(Entries from a point annotation set)
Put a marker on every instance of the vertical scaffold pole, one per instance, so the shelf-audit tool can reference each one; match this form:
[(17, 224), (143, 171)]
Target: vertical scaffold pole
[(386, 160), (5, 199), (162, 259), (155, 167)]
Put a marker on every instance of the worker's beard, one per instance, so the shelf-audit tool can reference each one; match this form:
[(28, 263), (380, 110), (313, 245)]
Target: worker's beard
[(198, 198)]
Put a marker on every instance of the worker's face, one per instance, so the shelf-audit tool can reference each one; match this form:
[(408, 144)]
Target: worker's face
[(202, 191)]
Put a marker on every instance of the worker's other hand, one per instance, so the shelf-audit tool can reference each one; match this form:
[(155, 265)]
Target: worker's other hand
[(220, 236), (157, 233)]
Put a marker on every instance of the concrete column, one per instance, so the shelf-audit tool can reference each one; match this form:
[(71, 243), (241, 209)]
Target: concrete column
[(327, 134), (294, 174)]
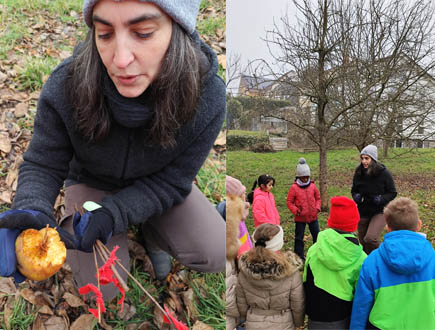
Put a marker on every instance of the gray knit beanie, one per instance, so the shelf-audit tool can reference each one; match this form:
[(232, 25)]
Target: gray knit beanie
[(371, 151), (183, 12), (302, 169)]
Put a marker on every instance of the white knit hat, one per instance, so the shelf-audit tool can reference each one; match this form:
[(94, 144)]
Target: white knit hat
[(276, 242), (183, 12), (371, 151), (302, 169)]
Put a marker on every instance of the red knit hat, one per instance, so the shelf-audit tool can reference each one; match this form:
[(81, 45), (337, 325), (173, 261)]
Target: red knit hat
[(344, 214)]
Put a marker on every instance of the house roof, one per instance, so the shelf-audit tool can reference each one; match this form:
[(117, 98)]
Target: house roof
[(258, 83)]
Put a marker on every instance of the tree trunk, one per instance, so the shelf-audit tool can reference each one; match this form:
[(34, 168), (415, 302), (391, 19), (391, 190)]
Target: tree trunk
[(323, 173), (385, 147)]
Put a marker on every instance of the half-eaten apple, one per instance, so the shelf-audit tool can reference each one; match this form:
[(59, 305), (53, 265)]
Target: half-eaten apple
[(40, 253)]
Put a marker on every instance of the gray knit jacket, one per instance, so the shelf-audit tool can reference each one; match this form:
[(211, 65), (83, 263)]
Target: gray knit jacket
[(147, 178)]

What you will do:
Switch every "shelf-audit tool" in the data above to "image review tool", and write the data out again with nothing else changed. Leave the pictures out.

Correct response:
Put a marker on every instance of the vertical scaffold pole, one per instance, so the image review tool can reference each one; match this form:
[(17, 224), (143, 171)]
Target: vertical scaffold pole
[(386, 160), (5, 199), (162, 259), (155, 167)]
Put a marker on every instance of the worker's beard, one per instance, so the image review tool can reference each one; match this form:
[(28, 263), (380, 110), (313, 245)]
Target: worker's beard
[(198, 198)]
Put a marker on every instance of the worker's face, one per instance, so the image review tool can reference each one; match this form:
[(408, 144)]
Target: worker's face
[(202, 191)]
Put a marker on every instance of the worker's other hand, one per instance, so the image review tool can reference each one; match this form:
[(155, 265)]
Target: worker's other hand
[(220, 236), (157, 233)]
Put a marker on every instance of the concrete column, one per instance, so the image review tool can reference each one; match this form:
[(71, 243), (241, 209)]
Target: concrete column
[(327, 134), (294, 174)]
Put a marker on every instance of the gray knit beanie, one per instance, so the image review tool can reference each one; match this form:
[(232, 25)]
Target: gray knit beanie
[(371, 151), (183, 12), (302, 169)]
Put a marker on every instance of the white knit hat, one per instance, so the image review tool can reference each one; match this form:
[(94, 144)]
Target: white knit hat
[(276, 242), (183, 12), (371, 151), (302, 169)]
Put a marker on every instance of the red knit hat, one per instance, so the image review tool can reference each one; match this form:
[(81, 45), (337, 325), (173, 261)]
Target: red knit hat
[(344, 214)]
Put a marker on every instance of the house roof, one per instance, so the image review tool can reference each one; match this form:
[(117, 98)]
Target: house roof
[(258, 83)]
Put a marker on every instance of the tree trunk, one per instance, so the image review tool can reference each one; match this form:
[(34, 168), (415, 302), (391, 19), (391, 190)]
Target: tree trunk
[(323, 173), (385, 147)]
Put a marker on every instance of the half-eaten apple, one per instance, so the image review tool can reference each one; match this form:
[(59, 305), (53, 265)]
Target: half-eaten apple
[(40, 253)]
Put a marker on every instance of the gray knit jacket, one per instance, so the image review tool can reference each one; match this form:
[(211, 65), (83, 263)]
Target: gray knit jacket
[(147, 178)]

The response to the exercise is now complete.